--- AVAILABLE DATA ---
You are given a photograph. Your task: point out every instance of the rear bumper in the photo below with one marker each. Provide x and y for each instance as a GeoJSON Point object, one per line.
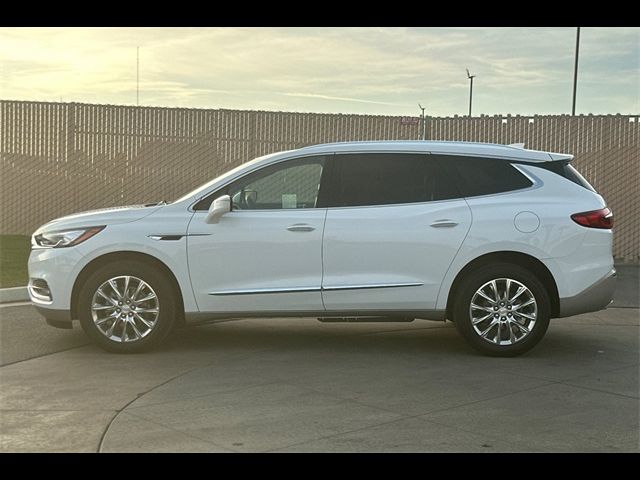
{"type": "Point", "coordinates": [596, 297]}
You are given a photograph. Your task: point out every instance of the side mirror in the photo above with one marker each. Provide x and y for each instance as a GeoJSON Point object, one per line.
{"type": "Point", "coordinates": [219, 207]}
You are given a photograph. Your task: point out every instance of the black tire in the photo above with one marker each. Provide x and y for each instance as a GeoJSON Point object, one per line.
{"type": "Point", "coordinates": [462, 315]}
{"type": "Point", "coordinates": [164, 291]}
---
* [ASSIGNMENT] Any picture in the data is to be skipped, while each line is returned exactly as written.

* [SOLVED EXERCISE]
You are given a photograph. Your task: point out every instance of the rear bumper in the photo below with one marker each. Provide x and y for each instance as a GeoJSON Point object, one per line.
{"type": "Point", "coordinates": [596, 297]}
You are given a photograph. Your task: point out every instance of the side mirror in the photo above with one marker each. Provide x and y for each instance as a GeoJSON Point object, one per line.
{"type": "Point", "coordinates": [219, 207]}
You are given a photograph. Your task: point out every instance of the black tire in the photo above with one marker each. Provide x and y for each instance as a GeoJSON Point object, one per line.
{"type": "Point", "coordinates": [462, 315]}
{"type": "Point", "coordinates": [164, 291]}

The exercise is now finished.